## PROBLEM STATEMENT
Word for word, repeat every record.
GIVEN RECORDS START
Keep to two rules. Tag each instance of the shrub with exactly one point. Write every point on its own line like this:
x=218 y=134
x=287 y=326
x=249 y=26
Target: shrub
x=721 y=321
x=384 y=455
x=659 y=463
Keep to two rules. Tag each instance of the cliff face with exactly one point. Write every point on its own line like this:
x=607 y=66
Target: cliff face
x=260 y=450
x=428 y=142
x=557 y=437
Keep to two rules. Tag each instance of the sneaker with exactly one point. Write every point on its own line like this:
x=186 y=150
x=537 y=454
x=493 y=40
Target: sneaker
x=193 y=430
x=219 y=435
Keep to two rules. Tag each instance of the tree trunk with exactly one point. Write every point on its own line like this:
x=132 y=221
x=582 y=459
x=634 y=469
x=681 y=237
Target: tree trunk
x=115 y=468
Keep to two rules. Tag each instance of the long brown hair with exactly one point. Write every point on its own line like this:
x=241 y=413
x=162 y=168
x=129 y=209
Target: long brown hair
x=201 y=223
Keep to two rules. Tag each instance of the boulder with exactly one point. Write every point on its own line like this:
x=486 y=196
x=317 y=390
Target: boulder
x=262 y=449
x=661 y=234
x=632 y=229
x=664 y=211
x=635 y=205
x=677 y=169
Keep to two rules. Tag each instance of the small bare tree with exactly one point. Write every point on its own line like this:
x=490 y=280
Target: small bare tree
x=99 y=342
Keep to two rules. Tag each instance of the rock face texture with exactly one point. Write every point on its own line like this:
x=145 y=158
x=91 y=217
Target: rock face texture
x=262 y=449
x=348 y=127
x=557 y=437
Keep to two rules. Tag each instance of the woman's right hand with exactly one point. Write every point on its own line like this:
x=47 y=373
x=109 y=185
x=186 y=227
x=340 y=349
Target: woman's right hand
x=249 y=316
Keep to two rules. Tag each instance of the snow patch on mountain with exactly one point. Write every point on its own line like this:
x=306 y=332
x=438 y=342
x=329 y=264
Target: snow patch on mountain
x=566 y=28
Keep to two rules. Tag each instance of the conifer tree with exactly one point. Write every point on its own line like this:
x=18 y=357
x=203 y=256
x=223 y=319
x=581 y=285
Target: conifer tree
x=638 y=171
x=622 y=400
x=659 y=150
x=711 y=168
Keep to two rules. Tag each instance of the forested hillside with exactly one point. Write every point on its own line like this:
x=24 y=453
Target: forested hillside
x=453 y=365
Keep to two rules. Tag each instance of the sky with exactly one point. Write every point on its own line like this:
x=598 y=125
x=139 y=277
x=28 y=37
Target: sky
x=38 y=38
GIVEN RECORDS END
## RESULT
Keep to two rules. Tag each instance of the shrub with exactly one point. Write every point on its own line like this:
x=218 y=134
x=287 y=326
x=249 y=26
Target: shrub
x=721 y=321
x=384 y=455
x=659 y=463
Keep to two rules. Tag each instance of the cliff face with exactly one point. Write every point on its own line like this:
x=607 y=66
Target: cliff face
x=260 y=450
x=428 y=142
x=557 y=437
Keep to two rules. Tag each instance of the sneaker with exactly one point. Write every point on its own line like this:
x=186 y=150
x=537 y=454
x=493 y=40
Target: sneaker
x=193 y=430
x=219 y=435
Keep to two rules. Tag each instance of the tree trunk with exactly one point. Write every point on its own line like this:
x=132 y=221
x=582 y=459
x=634 y=469
x=681 y=237
Target: tree trunk
x=115 y=468
Keep to two rules. Tag each instance of the long brown hair with exactly one point. Write every point on its own line like this:
x=241 y=413
x=162 y=168
x=129 y=209
Target: long brown hair
x=201 y=223
Keep to two rules. Tag each instance of the boulder with exactly one point. Write every point on its own line like this:
x=486 y=196
x=317 y=390
Target: boulder
x=262 y=449
x=661 y=234
x=632 y=229
x=664 y=211
x=635 y=205
x=677 y=169
Keep to two rules. Tag each instance of the small bare tree with exactly one point. Write every point on its own line like this:
x=490 y=280
Target: small bare tree
x=99 y=342
Keep to two rules. Tag each instance of the rock face texture with exactly one point. Write every point on its own line like this:
x=145 y=158
x=91 y=217
Target: rock face texture
x=262 y=449
x=348 y=127
x=557 y=437
Keep to two rules. Tag each instance of the woman's right hand with exactly one point. Write every point on its own line like this:
x=47 y=373
x=109 y=185
x=186 y=227
x=340 y=349
Target: woman's right hand
x=249 y=316
Keep to two rules. Tag each instance of the snow patch on mountain with exactly one point. Write every point on its own line like this:
x=306 y=332
x=438 y=342
x=329 y=264
Target: snow patch on mountain
x=566 y=28
Keep to two rules. Tag each instance of the conifer tree with exactly one point. Write every point on its own line like this:
x=18 y=357
x=203 y=256
x=223 y=319
x=581 y=285
Target: conifer tree
x=638 y=171
x=622 y=400
x=659 y=150
x=711 y=168
Keep to two rules. Tag each instance of the forested hillside with exactly one point. Write every point on its own line like this:
x=24 y=453
Target: forested hillside
x=453 y=365
Keep to two rules. Tag each instance of the sky with exactly one point. Write every point on its own line like this:
x=598 y=125
x=139 y=277
x=28 y=37
Target: sky
x=38 y=38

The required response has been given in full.